>> START

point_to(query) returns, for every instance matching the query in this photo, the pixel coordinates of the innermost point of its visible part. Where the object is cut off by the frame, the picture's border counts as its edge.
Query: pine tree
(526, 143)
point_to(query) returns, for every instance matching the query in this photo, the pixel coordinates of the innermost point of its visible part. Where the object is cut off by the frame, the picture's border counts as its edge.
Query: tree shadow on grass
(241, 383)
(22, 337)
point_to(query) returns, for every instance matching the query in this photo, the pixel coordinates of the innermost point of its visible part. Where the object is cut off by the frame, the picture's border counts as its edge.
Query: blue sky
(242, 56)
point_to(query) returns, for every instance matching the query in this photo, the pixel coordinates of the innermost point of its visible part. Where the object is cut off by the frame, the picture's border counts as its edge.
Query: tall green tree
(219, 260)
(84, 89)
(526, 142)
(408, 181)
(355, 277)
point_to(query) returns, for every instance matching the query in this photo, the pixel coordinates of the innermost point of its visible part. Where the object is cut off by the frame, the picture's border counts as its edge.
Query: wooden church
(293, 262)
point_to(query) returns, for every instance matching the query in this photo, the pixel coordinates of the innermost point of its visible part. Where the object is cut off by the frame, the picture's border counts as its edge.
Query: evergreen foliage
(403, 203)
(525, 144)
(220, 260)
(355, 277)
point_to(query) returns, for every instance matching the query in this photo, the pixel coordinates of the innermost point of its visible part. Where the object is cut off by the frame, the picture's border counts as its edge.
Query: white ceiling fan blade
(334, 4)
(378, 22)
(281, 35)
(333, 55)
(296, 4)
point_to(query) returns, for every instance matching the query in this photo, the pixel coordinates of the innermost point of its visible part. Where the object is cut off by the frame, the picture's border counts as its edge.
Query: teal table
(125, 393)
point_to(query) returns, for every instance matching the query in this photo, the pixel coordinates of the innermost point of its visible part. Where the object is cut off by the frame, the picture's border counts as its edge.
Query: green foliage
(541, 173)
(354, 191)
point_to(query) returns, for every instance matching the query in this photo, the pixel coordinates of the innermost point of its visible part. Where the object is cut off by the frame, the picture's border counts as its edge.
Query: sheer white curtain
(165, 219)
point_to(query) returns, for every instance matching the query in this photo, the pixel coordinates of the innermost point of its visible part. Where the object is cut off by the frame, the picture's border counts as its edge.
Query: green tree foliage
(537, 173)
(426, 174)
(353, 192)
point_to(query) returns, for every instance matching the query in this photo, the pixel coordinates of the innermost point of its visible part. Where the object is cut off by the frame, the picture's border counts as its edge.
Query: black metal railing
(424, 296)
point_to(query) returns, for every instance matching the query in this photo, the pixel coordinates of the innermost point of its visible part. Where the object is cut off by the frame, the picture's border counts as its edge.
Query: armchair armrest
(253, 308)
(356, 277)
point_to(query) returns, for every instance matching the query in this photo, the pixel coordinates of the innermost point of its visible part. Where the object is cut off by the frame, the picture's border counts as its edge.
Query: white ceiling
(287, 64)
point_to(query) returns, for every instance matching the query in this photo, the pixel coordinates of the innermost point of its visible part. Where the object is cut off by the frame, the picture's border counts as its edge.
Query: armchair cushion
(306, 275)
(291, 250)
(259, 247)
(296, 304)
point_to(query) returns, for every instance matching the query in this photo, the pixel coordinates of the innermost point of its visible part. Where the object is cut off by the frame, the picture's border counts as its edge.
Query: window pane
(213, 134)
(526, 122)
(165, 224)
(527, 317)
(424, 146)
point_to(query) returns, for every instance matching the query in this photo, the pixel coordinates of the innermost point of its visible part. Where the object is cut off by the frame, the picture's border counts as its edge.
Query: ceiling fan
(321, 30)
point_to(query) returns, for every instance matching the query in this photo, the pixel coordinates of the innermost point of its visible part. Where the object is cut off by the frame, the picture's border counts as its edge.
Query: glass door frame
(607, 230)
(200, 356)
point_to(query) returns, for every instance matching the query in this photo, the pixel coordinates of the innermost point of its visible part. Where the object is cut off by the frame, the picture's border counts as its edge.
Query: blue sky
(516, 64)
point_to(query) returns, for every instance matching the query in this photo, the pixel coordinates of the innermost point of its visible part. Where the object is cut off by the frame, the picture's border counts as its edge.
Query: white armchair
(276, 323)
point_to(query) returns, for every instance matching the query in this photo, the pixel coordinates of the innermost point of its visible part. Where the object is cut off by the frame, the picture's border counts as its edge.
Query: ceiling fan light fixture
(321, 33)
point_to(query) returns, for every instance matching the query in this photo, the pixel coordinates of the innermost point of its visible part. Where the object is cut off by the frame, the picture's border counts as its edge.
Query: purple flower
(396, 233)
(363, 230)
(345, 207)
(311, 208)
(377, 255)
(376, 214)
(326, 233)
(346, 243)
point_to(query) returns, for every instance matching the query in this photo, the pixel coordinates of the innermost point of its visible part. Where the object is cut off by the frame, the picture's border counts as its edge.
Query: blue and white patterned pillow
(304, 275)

>> END

**WRITTEN REQUEST:**
Type the material above out again, exactly.

**RESPONSE TO THIS TASK:**
point_to(query) returns, for every instance matching the query in this photo, the pixel coordinates of the innermost point of its visible part. Where the object is cut off by the frame, the picture's border counts as its edge.
Query: pine tree
(526, 143)
point_to(query) returns, for every instance matching the query in this photo, the pixel coordinates of the innermost point of its visible part. Where the object is cut off by the frame, the picture's border counts as its edge.
Query: tree shadow on grass
(241, 383)
(22, 337)
point_to(query) returns, for every instance matching the query in this photo, the pixel coordinates of the innermost point of its visible part. Where the object is cut off by the frame, the picture's border counts as its edge.
Query: blue sky
(242, 56)
point_to(query) returns, for every instance matching the query in this photo, the pixel coordinates of the innermost point of its visible part. Where the object is cut off by the frame, the picture's border counts as its edge.
Query: tall green tree
(219, 260)
(84, 89)
(526, 142)
(408, 181)
(355, 277)
point_to(query) returns, for every instance matching the query in this photo, the pixel coordinates of the innermost point of its visible part. Where the object is cut off by the frame, the picture's border counts as its edge.
Query: wooden church
(293, 262)
point_to(query) returns, for every instance matching the query in this photo, the pixel coordinates of the innermost point of its visible part. Where the object is cut off by the frame, the picture's border counts as its edge.
Query: evergreen foliage
(403, 203)
(525, 144)
(220, 260)
(355, 277)
point_to(query) returns, for every instance matching the query in this photo, the pixel coordinates of the innermost point of its visible part. Where the object is cut off by the frame, the picture's border counts as its edge.
Query: white ceiling fan blade
(334, 4)
(378, 22)
(281, 35)
(333, 55)
(296, 4)
point_to(query) returns, for every instance matching the query in this photo, the pixel coordinates of the innermost point of its visible part. Where the object is cut off by the frame, the picture's border counts as its edge.
Query: teal table
(125, 393)
point_to(query) returns, for every instance matching the query in this photo, the pixel coordinates of the innermost point of its visible part. Where the object is cut off by the frame, the picture's border counts as its edge.
Query: green foliage
(541, 173)
(354, 191)
point_to(query) returns, for every instance matching the query in this photo, the pixel coordinates of the innermost point of its visible part. Where the object is cut off by the frame, the picture's border counts as its edge.
Query: sheer white curtain
(165, 219)
point_to(query) returns, for every instance matching the query in this photo, the pixel coordinates of the innermost point of its visible part. Where the object is cut off by the frame, the picture's border counts as its edge.
Query: green tree foliage
(537, 173)
(426, 174)
(353, 192)
point_to(query) returns, for every instance matching the query in this photo, the pixel coordinates of the innermost point of its visible part. Where the object is cut off by the frame, the picture's border counts as its edge.
Query: black metal railing
(424, 296)
point_to(query) returns, for every instance matching the query in this photo, the pixel coordinates of the innermost point of its visible part. Where the object is cut off by the frame, the picture's border counts as its edge.
Query: armchair armrest
(253, 308)
(356, 277)
point_to(query) returns, for every instance matching the query in this photo, the pixel coordinates of the innermost point of its visible part. Where the object is cut off by the frame, the picture's border counts as its edge.
Query: white ceiling
(287, 64)
point_to(query) returns, for every instance matching the query in this photo, the pixel coordinates of the innermost point of its visible part. Where the object is cut off by the frame, the picture's border counts as its edge.
Query: armchair cushion
(306, 275)
(291, 250)
(259, 247)
(296, 304)
point_to(query) returns, for every instance matching the query in this photo, the pixel coordinates of the innermost point of its visible part. Where the object is cut off by the frame, the picture's border counts as its edge.
Query: window pane
(213, 134)
(526, 122)
(165, 224)
(527, 317)
(424, 146)
point_to(query) returns, for every instance matching the query in this photo, the pixel coordinates of the innermost point of its visible part. Where the object is cut off by the frame, the picture's border counts as its edge.
Query: ceiling fan
(321, 30)
point_to(query) returns, for every instance matching the query in this photo, the pixel coordinates of the innermost point of its visible part. Where the object is cut off by the frame, the picture's border counts as its edge.
Query: glass door frame
(607, 230)
(200, 356)
point_to(query) returns, for every instance matching the query in this photo, the pixel coordinates of the innermost point of its visible part. Where the object is cut off by the frame, the picture's border counts as its edge.
Query: blue sky
(516, 64)
point_to(query) returns, for every instance matching the query in this photo, the pixel coordinates of the innermost point of its visible part. Where the object is cut off by the frame, the picture's border counts as its edge.
Query: white armchair
(276, 323)
point_to(query) returns, for every instance matching the query in this photo, the pixel coordinates of the innermost point of its visible part. Where the object is cut off by the frame, the picture's border counts as its edge.
Query: ceiling fan light fixture
(321, 33)
point_to(query) returns, for every instance matching the query in this photo, the pixel coordinates of the innermost point of its visible part. Where the object is cut off by the frame, the picture's border counts as its edge.
Query: purple flower
(396, 233)
(363, 230)
(345, 207)
(311, 208)
(377, 255)
(376, 214)
(326, 233)
(346, 243)
point_to(query) returns, for every instance matching the query in this photo, the pixel coordinates of the innermost point of its visible part. Where the object is cut off by the frame, the picture's border counts as its edge.
Query: blue and white patterned pillow
(304, 275)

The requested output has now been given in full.